### 任务
请重写从含有"[mark] the green"的那一行起直至最后一行的各行，首尾两行均包括在内。将其中的"player's"改为"athlete's"，其余内容一律不变。

---- 练习材料

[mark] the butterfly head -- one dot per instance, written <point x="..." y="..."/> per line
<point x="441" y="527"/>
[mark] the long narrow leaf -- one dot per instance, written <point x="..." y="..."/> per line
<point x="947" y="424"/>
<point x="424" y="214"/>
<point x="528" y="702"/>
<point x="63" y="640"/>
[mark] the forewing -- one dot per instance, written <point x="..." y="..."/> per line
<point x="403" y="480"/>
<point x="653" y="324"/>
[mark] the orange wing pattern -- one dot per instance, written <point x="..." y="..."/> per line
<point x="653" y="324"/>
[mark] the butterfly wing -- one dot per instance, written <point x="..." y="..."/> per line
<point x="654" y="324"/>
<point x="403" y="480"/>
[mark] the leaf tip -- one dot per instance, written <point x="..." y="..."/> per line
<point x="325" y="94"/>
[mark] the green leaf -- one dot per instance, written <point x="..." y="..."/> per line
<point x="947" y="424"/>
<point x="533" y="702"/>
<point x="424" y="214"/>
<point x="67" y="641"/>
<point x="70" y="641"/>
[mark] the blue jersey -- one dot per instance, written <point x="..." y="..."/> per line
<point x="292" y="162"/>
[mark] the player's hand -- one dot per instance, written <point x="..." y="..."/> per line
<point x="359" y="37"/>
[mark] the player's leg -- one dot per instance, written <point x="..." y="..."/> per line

--------

### 练习答复
[mark] the green leaf -- one dot per instance, written <point x="..." y="..."/> per line
<point x="947" y="424"/>
<point x="533" y="702"/>
<point x="424" y="214"/>
<point x="67" y="641"/>
<point x="70" y="641"/>
[mark] the blue jersey -- one dot per instance, written <point x="..." y="..."/> per line
<point x="292" y="162"/>
[mark] the athlete's hand -- one dot per instance, written <point x="..." y="..."/> per line
<point x="359" y="37"/>
[mark] the athlete's leg -- one dot per instance, written <point x="..." y="..."/> per line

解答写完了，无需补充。